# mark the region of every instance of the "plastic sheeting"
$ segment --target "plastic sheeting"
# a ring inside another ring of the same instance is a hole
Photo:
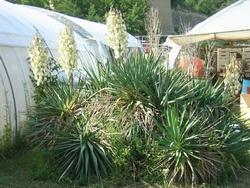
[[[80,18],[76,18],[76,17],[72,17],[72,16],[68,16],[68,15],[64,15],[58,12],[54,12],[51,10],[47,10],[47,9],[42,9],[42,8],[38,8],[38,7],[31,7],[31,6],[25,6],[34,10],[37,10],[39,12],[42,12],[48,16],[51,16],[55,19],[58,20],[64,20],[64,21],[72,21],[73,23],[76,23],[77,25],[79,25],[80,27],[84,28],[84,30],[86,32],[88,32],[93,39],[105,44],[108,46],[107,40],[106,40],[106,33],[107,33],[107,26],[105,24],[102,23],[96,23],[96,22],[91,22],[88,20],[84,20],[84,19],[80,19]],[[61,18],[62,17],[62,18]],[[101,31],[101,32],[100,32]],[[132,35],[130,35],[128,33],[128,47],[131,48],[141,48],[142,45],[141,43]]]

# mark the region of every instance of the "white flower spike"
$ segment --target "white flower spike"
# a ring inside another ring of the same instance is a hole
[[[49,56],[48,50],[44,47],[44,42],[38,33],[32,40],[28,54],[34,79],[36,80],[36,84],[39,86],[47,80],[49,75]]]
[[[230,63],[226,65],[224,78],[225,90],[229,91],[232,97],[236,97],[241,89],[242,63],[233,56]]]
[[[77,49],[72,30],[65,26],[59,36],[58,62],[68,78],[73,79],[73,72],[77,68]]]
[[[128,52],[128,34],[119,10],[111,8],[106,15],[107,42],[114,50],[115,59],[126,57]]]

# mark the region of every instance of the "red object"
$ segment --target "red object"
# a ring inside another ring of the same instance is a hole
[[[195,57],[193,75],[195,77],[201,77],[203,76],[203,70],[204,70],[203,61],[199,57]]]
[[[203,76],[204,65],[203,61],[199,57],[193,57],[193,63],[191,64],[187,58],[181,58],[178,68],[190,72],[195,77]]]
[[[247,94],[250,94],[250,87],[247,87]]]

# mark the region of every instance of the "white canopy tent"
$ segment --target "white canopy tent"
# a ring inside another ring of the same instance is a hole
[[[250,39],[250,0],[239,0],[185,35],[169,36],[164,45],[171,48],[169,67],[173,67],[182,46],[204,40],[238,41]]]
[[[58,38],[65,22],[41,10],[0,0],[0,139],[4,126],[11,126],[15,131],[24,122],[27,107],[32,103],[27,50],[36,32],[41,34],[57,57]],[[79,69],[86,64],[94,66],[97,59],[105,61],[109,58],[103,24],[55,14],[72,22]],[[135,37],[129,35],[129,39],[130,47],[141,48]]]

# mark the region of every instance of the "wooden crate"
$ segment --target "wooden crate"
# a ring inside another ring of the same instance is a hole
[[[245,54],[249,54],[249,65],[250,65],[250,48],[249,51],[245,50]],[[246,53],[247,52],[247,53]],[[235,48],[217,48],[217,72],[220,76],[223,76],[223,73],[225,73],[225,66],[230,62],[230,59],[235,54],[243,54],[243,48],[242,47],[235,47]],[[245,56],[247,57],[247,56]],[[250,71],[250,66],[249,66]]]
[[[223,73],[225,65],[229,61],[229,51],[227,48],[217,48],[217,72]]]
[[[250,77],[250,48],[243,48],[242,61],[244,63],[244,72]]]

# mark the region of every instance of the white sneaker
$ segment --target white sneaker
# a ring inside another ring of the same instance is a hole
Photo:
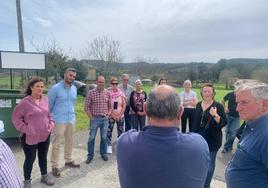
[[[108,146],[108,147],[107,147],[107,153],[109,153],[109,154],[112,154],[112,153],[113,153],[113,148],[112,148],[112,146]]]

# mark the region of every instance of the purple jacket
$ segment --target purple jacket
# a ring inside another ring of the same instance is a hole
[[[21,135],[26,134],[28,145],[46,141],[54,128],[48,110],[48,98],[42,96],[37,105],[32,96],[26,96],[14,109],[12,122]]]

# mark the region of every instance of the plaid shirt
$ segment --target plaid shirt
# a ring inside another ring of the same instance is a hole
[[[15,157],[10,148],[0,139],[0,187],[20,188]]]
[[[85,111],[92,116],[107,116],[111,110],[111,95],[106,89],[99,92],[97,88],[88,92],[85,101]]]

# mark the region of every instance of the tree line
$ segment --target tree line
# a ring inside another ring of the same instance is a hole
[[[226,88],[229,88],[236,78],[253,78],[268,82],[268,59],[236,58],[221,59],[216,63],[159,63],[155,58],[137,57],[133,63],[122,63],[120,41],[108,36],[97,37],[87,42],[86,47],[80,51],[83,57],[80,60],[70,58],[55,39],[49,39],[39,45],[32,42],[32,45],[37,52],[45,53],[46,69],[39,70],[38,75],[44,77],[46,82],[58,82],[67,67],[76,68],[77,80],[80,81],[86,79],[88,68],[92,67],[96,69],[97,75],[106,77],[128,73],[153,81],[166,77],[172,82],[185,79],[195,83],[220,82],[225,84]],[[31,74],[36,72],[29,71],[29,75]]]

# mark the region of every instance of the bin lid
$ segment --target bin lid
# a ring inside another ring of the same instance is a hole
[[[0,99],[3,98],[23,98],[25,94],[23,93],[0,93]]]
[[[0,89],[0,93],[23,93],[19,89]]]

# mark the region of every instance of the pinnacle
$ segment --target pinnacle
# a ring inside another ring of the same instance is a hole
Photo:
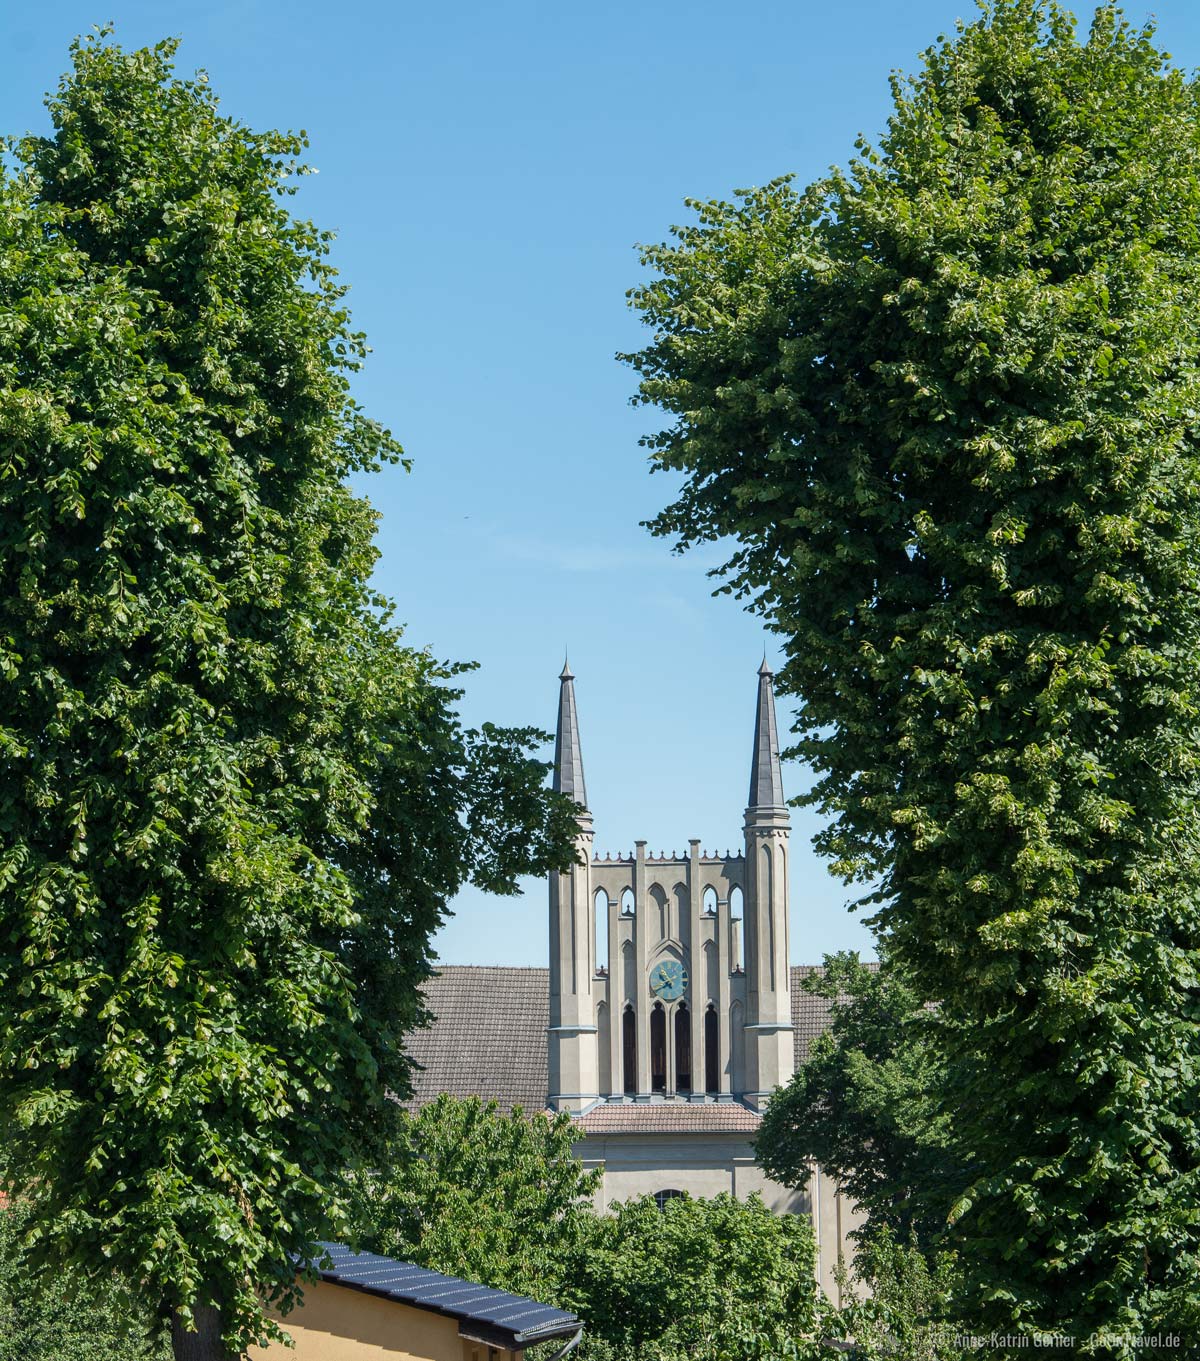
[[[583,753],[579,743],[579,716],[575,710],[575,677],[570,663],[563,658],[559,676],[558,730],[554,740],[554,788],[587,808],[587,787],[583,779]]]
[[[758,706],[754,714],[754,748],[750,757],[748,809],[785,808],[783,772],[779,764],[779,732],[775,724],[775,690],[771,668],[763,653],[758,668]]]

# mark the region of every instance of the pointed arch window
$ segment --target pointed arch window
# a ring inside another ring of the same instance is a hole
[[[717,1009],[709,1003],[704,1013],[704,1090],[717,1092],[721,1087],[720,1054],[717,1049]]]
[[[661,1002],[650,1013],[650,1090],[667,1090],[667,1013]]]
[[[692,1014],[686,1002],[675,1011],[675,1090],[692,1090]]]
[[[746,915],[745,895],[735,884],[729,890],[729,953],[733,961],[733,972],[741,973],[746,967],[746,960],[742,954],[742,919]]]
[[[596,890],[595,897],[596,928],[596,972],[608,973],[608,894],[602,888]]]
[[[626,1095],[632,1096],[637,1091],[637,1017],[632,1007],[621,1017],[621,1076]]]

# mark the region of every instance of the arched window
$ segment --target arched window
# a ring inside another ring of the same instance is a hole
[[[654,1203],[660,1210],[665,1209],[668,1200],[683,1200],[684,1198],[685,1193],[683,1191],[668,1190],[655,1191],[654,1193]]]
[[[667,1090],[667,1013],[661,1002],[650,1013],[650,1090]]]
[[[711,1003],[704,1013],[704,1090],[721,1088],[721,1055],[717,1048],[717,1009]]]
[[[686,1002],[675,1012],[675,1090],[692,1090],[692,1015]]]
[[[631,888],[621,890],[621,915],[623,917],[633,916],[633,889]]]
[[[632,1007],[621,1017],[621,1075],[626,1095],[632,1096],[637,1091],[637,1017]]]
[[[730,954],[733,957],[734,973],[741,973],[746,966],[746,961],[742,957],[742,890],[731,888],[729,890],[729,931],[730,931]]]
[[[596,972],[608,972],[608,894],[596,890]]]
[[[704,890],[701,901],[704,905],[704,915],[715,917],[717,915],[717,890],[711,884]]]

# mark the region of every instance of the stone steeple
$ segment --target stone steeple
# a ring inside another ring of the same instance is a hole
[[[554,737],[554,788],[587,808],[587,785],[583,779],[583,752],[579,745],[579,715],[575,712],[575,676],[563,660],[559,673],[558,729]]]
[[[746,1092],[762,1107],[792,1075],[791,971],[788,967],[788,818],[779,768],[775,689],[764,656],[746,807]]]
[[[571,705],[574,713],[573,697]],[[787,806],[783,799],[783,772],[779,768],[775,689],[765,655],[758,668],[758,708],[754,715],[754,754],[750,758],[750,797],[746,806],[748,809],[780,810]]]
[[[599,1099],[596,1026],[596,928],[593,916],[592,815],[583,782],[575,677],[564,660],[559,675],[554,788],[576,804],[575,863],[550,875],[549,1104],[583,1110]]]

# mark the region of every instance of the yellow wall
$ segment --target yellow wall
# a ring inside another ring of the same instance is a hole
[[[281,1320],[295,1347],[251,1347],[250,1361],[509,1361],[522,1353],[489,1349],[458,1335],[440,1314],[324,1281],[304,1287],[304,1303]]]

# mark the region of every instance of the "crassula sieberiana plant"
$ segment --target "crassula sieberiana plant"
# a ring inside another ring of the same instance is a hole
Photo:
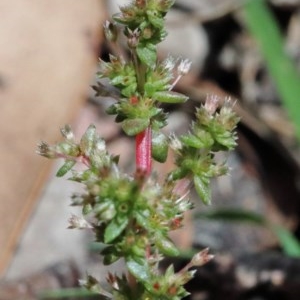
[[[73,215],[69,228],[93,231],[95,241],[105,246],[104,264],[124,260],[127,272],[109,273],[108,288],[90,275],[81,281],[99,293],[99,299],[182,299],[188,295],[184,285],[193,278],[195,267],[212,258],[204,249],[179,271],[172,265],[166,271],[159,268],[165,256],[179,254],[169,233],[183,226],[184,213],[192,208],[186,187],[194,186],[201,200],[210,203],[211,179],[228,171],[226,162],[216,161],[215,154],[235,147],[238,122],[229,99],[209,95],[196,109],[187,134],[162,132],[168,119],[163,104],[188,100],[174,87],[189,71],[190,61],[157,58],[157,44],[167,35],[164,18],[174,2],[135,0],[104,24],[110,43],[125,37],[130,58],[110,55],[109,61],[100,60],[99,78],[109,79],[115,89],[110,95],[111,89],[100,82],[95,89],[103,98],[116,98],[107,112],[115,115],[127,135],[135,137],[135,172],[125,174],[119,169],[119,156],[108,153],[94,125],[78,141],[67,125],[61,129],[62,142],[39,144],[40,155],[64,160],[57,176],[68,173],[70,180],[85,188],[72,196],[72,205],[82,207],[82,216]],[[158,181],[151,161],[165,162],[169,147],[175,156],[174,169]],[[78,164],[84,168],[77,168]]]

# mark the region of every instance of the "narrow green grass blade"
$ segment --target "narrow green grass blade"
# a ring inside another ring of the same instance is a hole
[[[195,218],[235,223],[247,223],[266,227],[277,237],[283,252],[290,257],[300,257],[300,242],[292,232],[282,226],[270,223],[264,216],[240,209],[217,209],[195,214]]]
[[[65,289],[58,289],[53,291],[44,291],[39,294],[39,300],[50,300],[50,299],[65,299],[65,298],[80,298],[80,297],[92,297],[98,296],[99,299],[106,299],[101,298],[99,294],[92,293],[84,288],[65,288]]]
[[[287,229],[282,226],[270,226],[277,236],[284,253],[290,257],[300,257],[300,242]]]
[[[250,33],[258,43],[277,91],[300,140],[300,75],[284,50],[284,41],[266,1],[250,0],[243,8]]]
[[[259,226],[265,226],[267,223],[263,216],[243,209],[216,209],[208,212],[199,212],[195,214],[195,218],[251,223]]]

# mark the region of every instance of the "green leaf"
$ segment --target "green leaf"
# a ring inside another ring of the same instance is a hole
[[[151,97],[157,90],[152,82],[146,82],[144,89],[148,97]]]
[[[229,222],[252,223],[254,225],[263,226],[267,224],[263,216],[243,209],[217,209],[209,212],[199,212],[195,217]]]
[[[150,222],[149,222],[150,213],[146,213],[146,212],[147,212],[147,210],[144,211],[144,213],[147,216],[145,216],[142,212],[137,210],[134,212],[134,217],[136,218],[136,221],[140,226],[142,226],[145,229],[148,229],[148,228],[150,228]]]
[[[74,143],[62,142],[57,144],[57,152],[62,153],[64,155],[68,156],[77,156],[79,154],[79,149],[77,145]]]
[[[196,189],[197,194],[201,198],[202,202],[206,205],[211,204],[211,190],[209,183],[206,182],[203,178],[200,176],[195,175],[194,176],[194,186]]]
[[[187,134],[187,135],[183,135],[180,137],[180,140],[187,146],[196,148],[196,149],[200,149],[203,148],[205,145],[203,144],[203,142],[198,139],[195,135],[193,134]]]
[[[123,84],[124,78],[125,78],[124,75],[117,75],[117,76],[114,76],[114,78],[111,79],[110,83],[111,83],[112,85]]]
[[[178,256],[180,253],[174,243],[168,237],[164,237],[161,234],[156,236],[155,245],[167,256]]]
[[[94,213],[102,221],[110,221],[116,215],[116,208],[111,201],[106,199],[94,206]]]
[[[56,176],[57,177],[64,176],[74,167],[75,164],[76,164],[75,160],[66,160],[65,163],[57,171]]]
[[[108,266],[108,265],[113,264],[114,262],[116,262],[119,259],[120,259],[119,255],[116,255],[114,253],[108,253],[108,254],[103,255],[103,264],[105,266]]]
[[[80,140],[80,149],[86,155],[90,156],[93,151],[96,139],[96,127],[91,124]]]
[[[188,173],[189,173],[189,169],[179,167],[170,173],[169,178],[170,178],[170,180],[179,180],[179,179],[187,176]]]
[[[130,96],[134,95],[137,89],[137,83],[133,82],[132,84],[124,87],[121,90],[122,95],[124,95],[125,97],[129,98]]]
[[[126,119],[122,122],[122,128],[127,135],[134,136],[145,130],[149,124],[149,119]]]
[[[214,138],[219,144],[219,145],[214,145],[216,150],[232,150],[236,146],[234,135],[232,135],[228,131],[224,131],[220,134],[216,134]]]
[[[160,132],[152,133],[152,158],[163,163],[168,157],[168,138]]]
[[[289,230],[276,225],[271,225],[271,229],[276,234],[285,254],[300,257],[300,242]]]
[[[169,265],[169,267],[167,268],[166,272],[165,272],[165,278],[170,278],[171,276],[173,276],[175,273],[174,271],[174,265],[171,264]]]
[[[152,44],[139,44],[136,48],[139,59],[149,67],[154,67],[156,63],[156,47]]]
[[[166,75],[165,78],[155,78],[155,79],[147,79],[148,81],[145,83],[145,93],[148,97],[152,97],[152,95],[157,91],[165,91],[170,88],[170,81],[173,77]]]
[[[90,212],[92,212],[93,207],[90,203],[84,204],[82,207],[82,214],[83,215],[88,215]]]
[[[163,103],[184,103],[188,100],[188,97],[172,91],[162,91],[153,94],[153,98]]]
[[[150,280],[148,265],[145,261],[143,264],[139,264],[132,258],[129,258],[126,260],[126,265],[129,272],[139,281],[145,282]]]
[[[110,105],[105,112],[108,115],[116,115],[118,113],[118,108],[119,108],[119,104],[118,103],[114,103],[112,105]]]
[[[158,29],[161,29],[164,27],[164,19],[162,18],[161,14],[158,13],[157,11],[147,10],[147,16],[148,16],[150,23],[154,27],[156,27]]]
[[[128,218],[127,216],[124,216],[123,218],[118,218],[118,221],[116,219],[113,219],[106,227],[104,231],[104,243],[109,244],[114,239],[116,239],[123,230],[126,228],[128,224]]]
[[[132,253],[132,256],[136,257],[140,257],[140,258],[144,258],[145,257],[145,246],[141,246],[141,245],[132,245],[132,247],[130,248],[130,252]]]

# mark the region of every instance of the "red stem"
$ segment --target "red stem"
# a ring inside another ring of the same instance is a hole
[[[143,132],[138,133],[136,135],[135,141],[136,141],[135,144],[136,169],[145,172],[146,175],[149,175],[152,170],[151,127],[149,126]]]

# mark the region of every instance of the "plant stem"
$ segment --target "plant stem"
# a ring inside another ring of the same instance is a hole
________________________________________
PROBLEM STATEMENT: Look for the word "arched" in the listing above, and copy every line where you find it.

YOUR RESPONSE:
# mark the region of every instance of the arched window
$ segment --target arched window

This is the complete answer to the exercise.